- **About this exercise**: Retype every line of the data, keeping each word exactly.

[Collected data]
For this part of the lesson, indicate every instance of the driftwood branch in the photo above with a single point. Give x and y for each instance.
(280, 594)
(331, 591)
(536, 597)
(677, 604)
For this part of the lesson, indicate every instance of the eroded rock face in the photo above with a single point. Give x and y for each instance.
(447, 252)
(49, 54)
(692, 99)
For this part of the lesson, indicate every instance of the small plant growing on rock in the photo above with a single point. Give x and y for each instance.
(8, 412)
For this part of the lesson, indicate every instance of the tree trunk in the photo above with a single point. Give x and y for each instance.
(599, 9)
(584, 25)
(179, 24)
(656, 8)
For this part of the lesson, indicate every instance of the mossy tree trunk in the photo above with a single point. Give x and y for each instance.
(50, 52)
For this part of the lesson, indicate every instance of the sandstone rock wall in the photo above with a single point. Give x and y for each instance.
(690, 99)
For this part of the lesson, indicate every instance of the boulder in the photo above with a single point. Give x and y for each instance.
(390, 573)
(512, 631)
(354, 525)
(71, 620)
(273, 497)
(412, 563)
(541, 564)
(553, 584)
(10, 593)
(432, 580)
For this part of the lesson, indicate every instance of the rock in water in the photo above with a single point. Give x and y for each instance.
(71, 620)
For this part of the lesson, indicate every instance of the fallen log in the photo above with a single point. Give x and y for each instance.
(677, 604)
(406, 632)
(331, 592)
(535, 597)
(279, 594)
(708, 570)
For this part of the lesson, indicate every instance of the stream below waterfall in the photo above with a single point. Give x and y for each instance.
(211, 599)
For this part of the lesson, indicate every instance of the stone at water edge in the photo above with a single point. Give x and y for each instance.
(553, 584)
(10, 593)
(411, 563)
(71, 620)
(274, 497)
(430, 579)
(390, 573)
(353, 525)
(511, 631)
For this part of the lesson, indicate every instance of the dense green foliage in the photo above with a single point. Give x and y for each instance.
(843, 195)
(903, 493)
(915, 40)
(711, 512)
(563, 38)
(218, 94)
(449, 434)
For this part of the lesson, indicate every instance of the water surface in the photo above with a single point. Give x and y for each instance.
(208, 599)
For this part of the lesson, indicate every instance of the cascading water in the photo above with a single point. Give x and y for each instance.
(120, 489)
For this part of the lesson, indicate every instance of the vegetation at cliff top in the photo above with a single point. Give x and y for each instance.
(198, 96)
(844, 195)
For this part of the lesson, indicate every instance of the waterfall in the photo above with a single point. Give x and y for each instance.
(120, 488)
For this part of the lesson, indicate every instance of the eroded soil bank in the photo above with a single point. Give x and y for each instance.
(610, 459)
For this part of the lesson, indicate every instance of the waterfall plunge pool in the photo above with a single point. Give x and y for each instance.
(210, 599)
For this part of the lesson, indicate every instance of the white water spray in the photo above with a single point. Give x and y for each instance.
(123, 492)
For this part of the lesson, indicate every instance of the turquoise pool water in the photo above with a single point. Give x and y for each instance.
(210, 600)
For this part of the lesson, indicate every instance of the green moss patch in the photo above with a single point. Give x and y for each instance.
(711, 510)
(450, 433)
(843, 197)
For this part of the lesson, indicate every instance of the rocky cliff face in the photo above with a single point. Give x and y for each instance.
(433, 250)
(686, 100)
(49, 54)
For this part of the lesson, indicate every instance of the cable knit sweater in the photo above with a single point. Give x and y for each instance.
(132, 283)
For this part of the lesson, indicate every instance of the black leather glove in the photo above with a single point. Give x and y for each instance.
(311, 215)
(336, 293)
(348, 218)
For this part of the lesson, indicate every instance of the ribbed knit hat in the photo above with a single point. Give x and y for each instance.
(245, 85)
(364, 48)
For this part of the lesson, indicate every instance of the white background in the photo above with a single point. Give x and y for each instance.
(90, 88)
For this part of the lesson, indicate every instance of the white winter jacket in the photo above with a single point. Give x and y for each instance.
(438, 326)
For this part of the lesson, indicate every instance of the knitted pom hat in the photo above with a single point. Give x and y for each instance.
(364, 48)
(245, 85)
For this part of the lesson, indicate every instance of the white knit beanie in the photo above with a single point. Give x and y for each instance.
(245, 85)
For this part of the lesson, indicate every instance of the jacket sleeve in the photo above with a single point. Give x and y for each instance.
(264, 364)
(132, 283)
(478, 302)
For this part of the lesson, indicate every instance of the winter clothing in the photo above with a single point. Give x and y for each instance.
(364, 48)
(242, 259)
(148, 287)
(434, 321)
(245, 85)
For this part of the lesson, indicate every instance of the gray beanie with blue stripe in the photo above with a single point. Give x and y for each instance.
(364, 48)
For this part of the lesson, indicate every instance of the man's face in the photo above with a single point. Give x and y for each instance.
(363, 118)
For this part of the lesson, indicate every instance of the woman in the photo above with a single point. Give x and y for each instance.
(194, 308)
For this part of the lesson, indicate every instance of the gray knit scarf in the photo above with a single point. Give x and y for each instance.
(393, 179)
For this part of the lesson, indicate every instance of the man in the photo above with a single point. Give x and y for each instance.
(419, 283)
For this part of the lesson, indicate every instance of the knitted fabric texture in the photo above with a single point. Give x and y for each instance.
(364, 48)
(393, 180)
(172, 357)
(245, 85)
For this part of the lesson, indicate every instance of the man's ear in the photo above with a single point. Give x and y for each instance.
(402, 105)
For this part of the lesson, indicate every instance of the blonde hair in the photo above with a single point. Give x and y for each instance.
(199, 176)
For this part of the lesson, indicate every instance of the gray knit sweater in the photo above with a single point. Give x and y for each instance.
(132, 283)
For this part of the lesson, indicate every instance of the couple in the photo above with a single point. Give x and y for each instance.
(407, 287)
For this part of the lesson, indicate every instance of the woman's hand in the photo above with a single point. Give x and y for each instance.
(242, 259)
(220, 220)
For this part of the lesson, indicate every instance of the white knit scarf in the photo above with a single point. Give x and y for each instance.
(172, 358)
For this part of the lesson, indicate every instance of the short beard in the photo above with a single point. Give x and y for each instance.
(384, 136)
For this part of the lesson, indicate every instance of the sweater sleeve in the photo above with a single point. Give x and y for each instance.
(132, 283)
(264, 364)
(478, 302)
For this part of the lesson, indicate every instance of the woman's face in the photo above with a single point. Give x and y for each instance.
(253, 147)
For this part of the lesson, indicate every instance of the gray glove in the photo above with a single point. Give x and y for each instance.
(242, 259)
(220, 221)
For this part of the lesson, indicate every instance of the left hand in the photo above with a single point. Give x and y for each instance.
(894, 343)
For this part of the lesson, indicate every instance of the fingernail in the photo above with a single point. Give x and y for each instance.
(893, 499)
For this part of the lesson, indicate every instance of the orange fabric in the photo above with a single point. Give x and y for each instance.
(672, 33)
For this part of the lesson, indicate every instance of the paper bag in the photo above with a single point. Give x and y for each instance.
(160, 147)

- **Result**:
For this part of the lesson, indicate every instance of the driftwood branch in the photo above with a single point. Give x and y for each instance.
(280, 594)
(331, 591)
(536, 597)
(677, 604)
For this part of the lesson, indicate every instance of the eroded rock face in the photo above with a single point. Give x and y for each instance.
(447, 252)
(49, 54)
(692, 99)
For this part of the lesson, indicate every instance of the small plant growing on rock in the photo above with a single point. Give x and y for each instance.
(8, 412)
For this part of the lesson, indicate every instance of the tree trunk in the photo above with a single point. Give x and y for each instance.
(599, 9)
(584, 25)
(179, 24)
(656, 8)
For this part of the lesson, indicate every instance of the mossy tree trunk in the photo above with a single point. Give x and y for each instance.
(50, 52)
For this part of the lesson, indicate every instance of the sandstone rock wall in the photo above with a single point. Give x and y for each instance.
(690, 99)
For this part of the lesson, indicate every instance of the boulder in the photo above with a single point. Give x and y for each instance.
(390, 573)
(512, 631)
(354, 525)
(71, 620)
(273, 497)
(412, 563)
(541, 564)
(553, 584)
(10, 593)
(432, 580)
For this part of the lesson, indicate every instance of the rock in water in the photo above with a single point. Give x and y for each instance.
(71, 620)
For this part of the lesson, indicate every instance of the fallen log in the photo above with a single point. Give x and y for each instance.
(677, 604)
(406, 632)
(331, 592)
(535, 597)
(279, 594)
(708, 570)
For this part of the lesson, indicate every instance of the stream below waterfall in the photo above with a single point. Give x and y for each instance.
(211, 599)
For this part of the lesson, indicate every instance of the stone at water edge in the photo above with a single point. Give x and y for each instance.
(553, 584)
(10, 593)
(411, 563)
(71, 620)
(274, 497)
(430, 579)
(390, 573)
(353, 525)
(511, 631)
For this part of the lesson, indicate every instance of the dense green foliage in the photo above with a single point. Give x and y for each instance.
(843, 195)
(903, 493)
(915, 40)
(711, 512)
(563, 38)
(218, 94)
(449, 434)
For this part of the lesson, indicate every instance of the water surface in the photo above with a single point. Give x and y for each instance.
(208, 599)
For this part of the lesson, indicate every instance of the cascading water in the photo above with a single point. Give x and y for each instance.
(120, 489)
For this part of the lesson, indicate every instance of the vegetation at cliff top in the photo above with a single point. Give x and y for each instance.
(198, 96)
(844, 195)
For this part of the lesson, indicate every instance of the waterfall in the photo above with a single point. Give x and y for each instance.
(120, 488)
For this part of the lesson, indicate every instance of the eroded soil bank in the photo above with a single point. Give x and y for each instance.
(610, 459)
For this part of the lesson, indicate every instance of the waterfall plunge pool in the photo above with a single point. Give x and y for each instance.
(210, 599)
For this part of the lesson, indicate every instance of the white water spray in the photo above with a single point. Give x and y for each instance.
(123, 492)
For this part of the lesson, indicate every instance of the turquoise pool water in the photo above with a single point. Give x and y for each instance.
(210, 600)
For this part of the lesson, indicate every instance of the green moss patch in the photo above with a single point. Give x and y for each instance.
(711, 510)
(450, 433)
(843, 197)
For this part of the lesson, indicate every instance of the rocky cliff face in the photo above with a single point. Give x and y for each instance.
(433, 250)
(686, 100)
(49, 54)
For this part of the lesson, indicate every instance of the cable knit sweater in the photo above with a single point. Give x and y for each instance.
(132, 283)
For this part of the lesson, indicate every instance of the black leather glove in the photo above with a single point. Give x and y for each instance.
(311, 215)
(336, 293)
(348, 218)
For this part of the lesson, indicate every instance of the ribbed knit hat in the photo above with a single point. Give x and y for each instance.
(245, 85)
(364, 48)
For this part of the lesson, indicate every instance of the white background in the photo above with a single point. Give x and y for each instance.
(90, 88)
For this part of the lesson, indicate every instance of the white winter jacket in the photo above with a single point. Give x and y for each instance.
(438, 326)
For this part of the lesson, indicate every instance of the knitted pom hat in the photo above with a single point. Give x and y for each instance.
(364, 48)
(245, 85)
For this part of the lesson, indicate every instance of the white knit beanie in the photo above with a single point. Give x and y for each instance.
(245, 85)
For this part of the lesson, indicate every instance of the jacket sleeve in the photo above with a single point. Give x and y for each instance.
(264, 364)
(132, 283)
(478, 302)
For this part of the lesson, indicate every instance of the winter clothing in the photo above with a single point. Give x and y for each instance.
(364, 48)
(242, 259)
(148, 287)
(434, 321)
(245, 85)
For this part of the lesson, indicate every instance of the gray beanie with blue stripe in the photo above with a single point. Give x and y for each instance.
(364, 48)
For this part of the lesson, indicate every instance of the man's face in the photo above with a single point. Give x and y for each instance.
(363, 118)
For this part of the lesson, indicate every instance of the woman in the photo above with a single point. Give x and y for each instance.
(194, 308)
For this part of the lesson, indicate every instance of the gray knit scarf in the photo above with a single point. Give x and y for each instance.
(393, 179)
For this part of the lesson, indicate every instance of the man in the photo above with a single point. Give x and y for each instance.
(419, 283)
For this part of the lesson, indicate every instance of the knitted fabric texture in the photo above with a single point. Give x and y for each instance.
(364, 48)
(393, 180)
(172, 357)
(245, 85)
For this part of the lesson, indicate every instance of the man's ear in the photo above with a single point. Give x and y for each instance.
(402, 105)
For this part of the lesson, indicate every instance of the blonde hair in the photo above with a single point. Give x and y for each instance.
(199, 176)
For this part of the lesson, indicate every instance of the gray knit sweater in the photo above with a single point. Give x and y for each instance.
(132, 283)
For this part of the lesson, indicate every instance of the couple in the photo above with a single point. Give x and y for each instance.
(407, 287)
For this part of the lesson, indicate every instance of the woman's hand in the photo above with a single point. Give x and y for each instance.
(242, 259)
(220, 220)
For this part of the lesson, indicate every instance of the white knit scarf in the photo above with a single point. Give x and y for each instance.
(172, 358)
For this part of the lesson, indicate every instance of the short beard in the photo above with a single point. Give x and y for each instance.
(384, 136)
For this part of the lesson, indicate every instance of the sweater sleeve in the photo above with a single point. Give x and y for each instance.
(132, 283)
(264, 364)
(478, 302)
For this part of the lesson, indicate every instance of the woman's face in the photo above with a single point. Give x and y for each instance.
(253, 147)
For this part of the lesson, indicate every instance of the gray glove in the photo above with a single point. Give x and y for each instance.
(242, 259)
(220, 221)
For this part of the lesson, indicate every instance of the left hand in the photo above with a single point. Give x and y for each instance.
(894, 343)
For this part of the lesson, indicate every instance of the fingernail in the photo above with a single point. Give x and y for each instance.
(893, 499)
For this part of the lesson, indicate every instance of the orange fabric in the photo above with a single point. Give x and y for each instance.
(672, 33)
For this part of the lesson, indicate every instance of the paper bag in the photo above with a single point. Give x and y for each instance.
(160, 147)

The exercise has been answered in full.